(Текст задания) Перепишите заново все строки записей от самого начала до строки с «[175,293,194,300]» включительно, сохранив строки с запросами без изменений и увеличив на 39 каждое число в координатах ответов. Остальные строки не приводите.

• • • • • • •

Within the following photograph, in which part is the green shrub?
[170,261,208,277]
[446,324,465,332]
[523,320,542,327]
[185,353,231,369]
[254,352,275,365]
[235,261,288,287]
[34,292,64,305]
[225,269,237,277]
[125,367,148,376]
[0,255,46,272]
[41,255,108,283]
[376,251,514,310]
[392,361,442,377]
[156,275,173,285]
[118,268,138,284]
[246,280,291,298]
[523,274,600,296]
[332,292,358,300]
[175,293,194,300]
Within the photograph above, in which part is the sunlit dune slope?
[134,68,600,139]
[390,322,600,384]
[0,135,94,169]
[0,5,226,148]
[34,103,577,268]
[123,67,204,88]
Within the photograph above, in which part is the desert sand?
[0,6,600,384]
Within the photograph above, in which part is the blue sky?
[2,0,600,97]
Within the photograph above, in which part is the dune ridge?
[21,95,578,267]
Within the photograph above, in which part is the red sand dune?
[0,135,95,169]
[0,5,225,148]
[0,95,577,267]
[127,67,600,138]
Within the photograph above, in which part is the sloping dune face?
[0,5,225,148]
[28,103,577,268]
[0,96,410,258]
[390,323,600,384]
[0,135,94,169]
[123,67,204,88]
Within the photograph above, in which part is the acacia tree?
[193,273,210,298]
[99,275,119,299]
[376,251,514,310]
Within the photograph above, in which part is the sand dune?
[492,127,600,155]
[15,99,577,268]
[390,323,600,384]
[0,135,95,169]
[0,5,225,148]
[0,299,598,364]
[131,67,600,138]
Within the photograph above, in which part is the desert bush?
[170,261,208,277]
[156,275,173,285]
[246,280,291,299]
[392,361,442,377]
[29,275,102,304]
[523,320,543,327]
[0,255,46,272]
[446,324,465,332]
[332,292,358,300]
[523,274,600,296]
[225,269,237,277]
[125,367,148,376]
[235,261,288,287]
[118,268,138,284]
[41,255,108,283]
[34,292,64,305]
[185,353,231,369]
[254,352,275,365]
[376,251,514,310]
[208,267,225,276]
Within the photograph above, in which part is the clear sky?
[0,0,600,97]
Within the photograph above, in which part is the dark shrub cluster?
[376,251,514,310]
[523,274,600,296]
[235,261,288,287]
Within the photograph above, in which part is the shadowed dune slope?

• • • • • • •

(Готовый ответ)
Within the following photograph, in which part is the green shrub?
[209,300,247,316]
[485,363,504,371]
[562,359,581,366]
[224,392,270,408]
[293,391,314,404]
[274,300,327,326]
[73,331,103,344]
[264,308,276,316]
[164,406,187,415]
[39,294,85,311]
[80,294,147,322]
[415,290,553,349]
[431,400,481,416]
[195,314,212,324]
[157,307,177,323]
[285,319,330,337]
[562,313,639,335]
[371,331,397,339]
[214,332,233,339]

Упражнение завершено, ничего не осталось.